**Explore the material**.
a: In the article on single-family and multifamily markets, which markets present the most overlap and competition between the two asset classes?
b: List the differences between the multifamily and single-family rental industries that the opening of the article on single-family and multifamily markets names.
c: Carry on writing the article on single-family and multifamily markets from where it stops.

**Document passage**.

= = =

Thought Leadership

Why Single-Family Markets Matter to Multifamily

by Galen Faurot-Pigeon

The multifamily and single-family rental industries have their share of differences, from disparity in scale to NOI growth and market presence. But some considerable overlap exists between the two asset classes in terms of investment opportunities. 

An increasing number of multifamily owners and operators are looking to expand in build-to-rent single-family housing because the single-family asset class is on track to outperform other real estate sectors over the next decade. Suburban Sun Belt markets, specifically, present the most overlap — and competition — between multifamily and single family. While operations and expenses vary between the two asset classes, drivers of demand and rent growth are very similar: 

Similar rent growth drivers

Data from Markerr found the key rent growth indicators for both asset classes are job, income and population growth. Considering multifamily and single family share the same rent drivers and demand indicators, leveraging alternative, granular data with real-time updates is immensely valuable to both asset classes as the investment space gets more competitive.

Looking at unique, granular data can identify attractive opportunities at the market and submarket levels that may not be apparent to investors, owners and operators relying on traditional data. 

Overlap in resident profiles 

Suburban Sun Belt markets have been outperforming all other markets in terms of revenue growth, and single-family rentals in these markets pose the biggest competition to multifamily communities, according to a single-family investment report from Markerr. A recent report on single-family markets note that exurban and suburban areas have massively outperformed all other geographic densities since the onset of COVID.

= = =

**Excerpted data**.
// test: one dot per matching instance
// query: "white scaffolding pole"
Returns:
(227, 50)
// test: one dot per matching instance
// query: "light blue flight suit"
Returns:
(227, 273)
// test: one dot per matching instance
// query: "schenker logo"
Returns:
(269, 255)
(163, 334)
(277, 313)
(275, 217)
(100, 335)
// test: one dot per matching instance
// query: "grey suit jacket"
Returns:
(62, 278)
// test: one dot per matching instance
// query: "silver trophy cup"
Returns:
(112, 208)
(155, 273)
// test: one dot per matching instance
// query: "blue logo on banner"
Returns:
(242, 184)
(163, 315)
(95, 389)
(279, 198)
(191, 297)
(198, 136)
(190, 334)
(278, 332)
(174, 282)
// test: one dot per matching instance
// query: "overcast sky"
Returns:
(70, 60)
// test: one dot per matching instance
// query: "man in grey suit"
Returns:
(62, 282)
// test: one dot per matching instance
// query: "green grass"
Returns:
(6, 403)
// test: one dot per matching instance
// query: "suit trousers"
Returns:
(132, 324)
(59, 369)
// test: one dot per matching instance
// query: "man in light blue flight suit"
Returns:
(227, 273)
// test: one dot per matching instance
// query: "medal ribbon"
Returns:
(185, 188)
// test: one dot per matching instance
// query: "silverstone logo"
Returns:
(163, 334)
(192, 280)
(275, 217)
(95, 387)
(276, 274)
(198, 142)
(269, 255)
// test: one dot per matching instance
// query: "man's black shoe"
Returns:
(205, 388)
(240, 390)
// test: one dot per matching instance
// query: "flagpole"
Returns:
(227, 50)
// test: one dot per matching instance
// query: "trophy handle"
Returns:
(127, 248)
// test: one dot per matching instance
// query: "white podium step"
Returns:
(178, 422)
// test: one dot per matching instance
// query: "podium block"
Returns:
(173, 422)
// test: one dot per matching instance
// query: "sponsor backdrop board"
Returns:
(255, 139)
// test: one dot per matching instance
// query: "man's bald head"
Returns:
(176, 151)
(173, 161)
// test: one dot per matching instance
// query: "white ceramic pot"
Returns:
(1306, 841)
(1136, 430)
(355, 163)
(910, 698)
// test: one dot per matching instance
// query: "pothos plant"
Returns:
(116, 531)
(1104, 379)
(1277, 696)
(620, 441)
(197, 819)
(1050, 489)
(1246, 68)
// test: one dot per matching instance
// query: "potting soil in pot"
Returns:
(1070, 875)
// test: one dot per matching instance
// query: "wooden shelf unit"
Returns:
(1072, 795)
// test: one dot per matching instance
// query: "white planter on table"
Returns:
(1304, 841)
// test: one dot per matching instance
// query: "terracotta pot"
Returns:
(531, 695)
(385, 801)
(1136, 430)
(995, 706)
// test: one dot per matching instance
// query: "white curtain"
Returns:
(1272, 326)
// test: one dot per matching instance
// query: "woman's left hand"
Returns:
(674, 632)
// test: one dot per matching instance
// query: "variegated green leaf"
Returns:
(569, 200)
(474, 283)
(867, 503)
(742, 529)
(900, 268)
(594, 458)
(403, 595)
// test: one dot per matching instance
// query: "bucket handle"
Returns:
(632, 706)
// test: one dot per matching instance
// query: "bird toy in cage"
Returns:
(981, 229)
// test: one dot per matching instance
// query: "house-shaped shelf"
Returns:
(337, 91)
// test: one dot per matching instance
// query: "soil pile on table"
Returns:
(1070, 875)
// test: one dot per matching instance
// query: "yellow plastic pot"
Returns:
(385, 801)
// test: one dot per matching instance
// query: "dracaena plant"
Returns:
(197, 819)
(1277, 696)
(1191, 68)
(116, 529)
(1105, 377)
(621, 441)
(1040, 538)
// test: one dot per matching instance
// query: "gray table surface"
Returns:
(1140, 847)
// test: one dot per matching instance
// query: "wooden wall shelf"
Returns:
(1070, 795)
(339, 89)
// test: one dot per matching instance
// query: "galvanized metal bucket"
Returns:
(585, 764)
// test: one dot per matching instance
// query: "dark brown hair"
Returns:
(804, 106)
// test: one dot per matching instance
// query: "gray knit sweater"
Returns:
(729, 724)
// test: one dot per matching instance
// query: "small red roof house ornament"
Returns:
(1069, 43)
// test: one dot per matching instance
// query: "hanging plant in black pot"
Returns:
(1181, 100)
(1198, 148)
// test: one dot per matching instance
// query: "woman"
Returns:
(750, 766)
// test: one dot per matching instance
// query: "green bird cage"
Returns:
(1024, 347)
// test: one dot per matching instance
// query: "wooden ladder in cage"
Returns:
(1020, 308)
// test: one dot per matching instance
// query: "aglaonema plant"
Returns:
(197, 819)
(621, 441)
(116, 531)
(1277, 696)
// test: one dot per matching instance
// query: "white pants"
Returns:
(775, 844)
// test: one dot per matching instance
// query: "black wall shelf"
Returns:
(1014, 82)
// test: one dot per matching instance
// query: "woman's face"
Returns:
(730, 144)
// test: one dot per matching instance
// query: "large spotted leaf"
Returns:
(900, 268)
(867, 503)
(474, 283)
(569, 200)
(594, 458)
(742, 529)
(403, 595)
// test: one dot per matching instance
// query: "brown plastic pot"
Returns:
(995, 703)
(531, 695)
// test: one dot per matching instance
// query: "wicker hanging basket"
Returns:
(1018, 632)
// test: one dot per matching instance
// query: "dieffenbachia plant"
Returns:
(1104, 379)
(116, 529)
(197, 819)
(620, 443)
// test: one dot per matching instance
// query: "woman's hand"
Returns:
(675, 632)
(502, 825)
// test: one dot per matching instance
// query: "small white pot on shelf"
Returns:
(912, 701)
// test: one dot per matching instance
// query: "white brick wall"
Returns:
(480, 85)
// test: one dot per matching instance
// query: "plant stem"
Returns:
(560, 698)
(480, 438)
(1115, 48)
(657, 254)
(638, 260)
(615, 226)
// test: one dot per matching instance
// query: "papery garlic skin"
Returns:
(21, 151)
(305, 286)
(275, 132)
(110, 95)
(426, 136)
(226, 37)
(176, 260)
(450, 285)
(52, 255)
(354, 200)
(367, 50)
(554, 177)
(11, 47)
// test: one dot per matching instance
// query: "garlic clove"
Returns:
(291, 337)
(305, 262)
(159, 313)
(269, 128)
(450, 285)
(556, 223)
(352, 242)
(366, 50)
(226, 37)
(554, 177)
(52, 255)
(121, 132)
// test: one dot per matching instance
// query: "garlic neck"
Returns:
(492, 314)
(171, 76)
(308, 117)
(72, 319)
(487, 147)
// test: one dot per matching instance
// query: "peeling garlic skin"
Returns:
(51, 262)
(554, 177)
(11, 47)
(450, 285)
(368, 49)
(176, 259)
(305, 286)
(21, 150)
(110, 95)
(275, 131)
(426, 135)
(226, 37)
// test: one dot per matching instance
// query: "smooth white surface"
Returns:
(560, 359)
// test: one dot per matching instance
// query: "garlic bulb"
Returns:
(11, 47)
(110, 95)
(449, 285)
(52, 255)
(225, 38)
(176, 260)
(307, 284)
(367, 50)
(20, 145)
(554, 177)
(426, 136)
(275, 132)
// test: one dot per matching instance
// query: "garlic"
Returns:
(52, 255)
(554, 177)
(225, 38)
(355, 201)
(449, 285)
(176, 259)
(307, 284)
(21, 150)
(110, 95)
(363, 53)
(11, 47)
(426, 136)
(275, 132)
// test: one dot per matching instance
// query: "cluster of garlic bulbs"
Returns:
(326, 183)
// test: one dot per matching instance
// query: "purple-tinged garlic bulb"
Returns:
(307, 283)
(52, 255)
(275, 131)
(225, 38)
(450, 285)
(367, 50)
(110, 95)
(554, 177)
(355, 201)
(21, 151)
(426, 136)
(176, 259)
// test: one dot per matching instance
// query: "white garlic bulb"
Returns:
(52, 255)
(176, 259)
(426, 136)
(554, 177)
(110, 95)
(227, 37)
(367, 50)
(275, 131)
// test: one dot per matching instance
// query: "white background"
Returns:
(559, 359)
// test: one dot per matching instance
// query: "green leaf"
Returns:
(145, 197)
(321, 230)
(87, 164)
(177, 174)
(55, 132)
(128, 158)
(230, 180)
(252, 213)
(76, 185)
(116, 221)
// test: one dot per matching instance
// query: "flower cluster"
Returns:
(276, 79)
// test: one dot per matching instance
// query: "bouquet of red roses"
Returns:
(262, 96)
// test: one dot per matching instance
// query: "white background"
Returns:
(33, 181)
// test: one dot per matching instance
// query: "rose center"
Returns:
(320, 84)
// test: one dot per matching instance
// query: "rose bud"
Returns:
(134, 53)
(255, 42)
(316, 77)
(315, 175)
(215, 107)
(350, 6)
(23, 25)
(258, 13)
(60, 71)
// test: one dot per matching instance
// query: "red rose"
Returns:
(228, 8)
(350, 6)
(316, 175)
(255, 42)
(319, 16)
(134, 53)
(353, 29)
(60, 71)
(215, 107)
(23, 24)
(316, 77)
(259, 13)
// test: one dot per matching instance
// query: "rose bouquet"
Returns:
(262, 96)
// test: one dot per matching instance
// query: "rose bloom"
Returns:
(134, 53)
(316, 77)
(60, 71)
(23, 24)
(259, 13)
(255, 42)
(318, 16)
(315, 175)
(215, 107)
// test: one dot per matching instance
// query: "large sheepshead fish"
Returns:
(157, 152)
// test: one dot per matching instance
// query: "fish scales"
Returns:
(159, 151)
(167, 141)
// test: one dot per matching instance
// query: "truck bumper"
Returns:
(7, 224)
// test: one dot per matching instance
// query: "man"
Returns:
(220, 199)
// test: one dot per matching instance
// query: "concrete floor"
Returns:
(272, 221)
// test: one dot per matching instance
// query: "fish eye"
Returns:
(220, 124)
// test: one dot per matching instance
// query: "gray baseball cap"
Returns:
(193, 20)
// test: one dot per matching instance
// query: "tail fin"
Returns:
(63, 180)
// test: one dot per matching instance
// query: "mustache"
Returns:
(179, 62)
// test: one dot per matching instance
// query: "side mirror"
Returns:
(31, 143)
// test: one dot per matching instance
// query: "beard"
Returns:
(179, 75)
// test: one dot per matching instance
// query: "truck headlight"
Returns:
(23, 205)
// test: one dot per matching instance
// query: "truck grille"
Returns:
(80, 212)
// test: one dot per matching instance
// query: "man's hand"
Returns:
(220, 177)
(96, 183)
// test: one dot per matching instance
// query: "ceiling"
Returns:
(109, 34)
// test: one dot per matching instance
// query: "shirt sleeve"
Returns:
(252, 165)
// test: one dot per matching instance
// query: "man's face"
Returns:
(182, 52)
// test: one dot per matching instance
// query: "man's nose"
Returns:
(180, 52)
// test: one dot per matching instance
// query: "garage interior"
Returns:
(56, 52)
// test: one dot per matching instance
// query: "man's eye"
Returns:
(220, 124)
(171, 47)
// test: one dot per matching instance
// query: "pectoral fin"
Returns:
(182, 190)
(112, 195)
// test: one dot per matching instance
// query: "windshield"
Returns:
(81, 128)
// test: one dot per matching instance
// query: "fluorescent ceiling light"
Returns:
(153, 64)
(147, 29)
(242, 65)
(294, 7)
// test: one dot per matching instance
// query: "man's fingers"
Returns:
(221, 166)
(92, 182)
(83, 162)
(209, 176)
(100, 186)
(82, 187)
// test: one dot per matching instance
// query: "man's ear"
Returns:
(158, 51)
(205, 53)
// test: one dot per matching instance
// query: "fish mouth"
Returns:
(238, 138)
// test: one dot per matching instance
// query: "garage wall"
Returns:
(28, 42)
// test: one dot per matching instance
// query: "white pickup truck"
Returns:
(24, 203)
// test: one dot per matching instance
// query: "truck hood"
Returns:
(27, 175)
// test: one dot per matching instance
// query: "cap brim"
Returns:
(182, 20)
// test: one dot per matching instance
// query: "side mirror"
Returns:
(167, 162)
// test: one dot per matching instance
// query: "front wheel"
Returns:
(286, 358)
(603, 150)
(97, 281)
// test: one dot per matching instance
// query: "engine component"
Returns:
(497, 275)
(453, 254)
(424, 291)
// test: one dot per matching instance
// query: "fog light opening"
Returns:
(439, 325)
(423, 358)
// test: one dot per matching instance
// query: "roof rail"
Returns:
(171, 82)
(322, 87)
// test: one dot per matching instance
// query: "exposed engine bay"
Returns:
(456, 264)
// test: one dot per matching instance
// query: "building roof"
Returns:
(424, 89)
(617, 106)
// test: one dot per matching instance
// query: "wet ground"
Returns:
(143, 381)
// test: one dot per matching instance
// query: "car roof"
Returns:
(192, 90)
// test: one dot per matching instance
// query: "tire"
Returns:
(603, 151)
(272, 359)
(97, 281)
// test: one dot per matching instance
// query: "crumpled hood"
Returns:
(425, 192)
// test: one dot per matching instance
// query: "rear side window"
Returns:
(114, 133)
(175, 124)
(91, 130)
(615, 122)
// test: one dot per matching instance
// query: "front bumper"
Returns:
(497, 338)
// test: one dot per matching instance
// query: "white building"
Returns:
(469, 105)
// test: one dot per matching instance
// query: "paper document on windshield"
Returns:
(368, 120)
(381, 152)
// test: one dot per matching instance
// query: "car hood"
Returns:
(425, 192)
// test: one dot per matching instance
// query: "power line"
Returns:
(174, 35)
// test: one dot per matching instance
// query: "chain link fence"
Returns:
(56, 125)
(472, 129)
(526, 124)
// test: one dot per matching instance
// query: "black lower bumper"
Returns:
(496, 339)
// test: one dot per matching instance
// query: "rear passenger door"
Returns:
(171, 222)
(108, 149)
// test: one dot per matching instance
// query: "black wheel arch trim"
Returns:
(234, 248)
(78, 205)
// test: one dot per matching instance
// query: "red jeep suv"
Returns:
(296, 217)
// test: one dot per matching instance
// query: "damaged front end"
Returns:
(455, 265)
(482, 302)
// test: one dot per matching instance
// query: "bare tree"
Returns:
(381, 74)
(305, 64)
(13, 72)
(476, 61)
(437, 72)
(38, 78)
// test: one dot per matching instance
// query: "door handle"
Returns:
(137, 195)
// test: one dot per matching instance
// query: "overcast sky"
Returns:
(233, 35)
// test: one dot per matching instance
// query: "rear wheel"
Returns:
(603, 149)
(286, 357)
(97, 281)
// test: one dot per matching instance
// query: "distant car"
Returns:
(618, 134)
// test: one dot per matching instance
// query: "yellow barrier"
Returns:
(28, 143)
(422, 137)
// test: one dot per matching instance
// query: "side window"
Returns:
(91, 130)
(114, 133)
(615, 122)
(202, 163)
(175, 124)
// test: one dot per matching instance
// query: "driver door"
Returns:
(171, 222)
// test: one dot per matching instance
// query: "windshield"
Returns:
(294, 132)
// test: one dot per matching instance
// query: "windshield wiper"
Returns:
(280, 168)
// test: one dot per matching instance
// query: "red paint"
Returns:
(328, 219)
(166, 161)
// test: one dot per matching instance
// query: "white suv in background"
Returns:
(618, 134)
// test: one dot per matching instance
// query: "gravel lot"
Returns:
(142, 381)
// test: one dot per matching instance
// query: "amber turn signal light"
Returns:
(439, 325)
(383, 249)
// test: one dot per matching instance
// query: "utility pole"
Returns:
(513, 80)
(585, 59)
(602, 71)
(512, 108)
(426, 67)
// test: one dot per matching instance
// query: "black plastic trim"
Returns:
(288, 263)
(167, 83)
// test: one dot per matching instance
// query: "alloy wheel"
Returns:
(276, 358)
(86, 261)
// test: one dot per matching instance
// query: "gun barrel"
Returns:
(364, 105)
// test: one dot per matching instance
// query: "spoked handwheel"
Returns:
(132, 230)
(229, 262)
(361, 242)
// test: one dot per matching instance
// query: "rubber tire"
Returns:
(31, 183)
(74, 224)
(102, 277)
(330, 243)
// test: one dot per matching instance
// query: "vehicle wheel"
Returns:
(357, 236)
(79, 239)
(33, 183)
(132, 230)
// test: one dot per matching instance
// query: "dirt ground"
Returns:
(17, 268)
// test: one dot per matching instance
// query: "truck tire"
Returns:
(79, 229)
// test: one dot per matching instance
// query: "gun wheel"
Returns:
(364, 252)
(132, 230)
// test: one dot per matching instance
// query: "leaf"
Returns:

= = =

**Expected responses**.
a: Suburban Sun Belt markets.

b:
- Disparity in scale
- NOI growth
- Market presence

c:
While single family isn’t as much of a threat to multifamily in urban core markets, apartment owner/operators looking to expand in suburban markets will target the same geographic positioning and similar resident profiles as single-family rentals. The typical single-family rental resident is a dual-income family with fairly high household income, about 40 years old, a slightly lower FICO score (600s) and a limited savings for a down payment. But the resident base of multifamily is generally more diverse, including suburban families, young people in urban areas and affordable housing tenants.

Because of the resident profile overlap in suburban markets, multifamily and single family will compete for the same residents, especially suburban Sun Belt markets.

Diverging supply trends

It’s also worth noting the scale differential between multifamily and single family. A large part of this is because multifamily has been around for much longer than single family and had significantly more time to expand portfolios. According to a single-family rental report from Markerr, the largest multifamily companies operate between 70,000 to 100,500 units, compared to single family’s largest players that operate between 13,000 to 80,500 units.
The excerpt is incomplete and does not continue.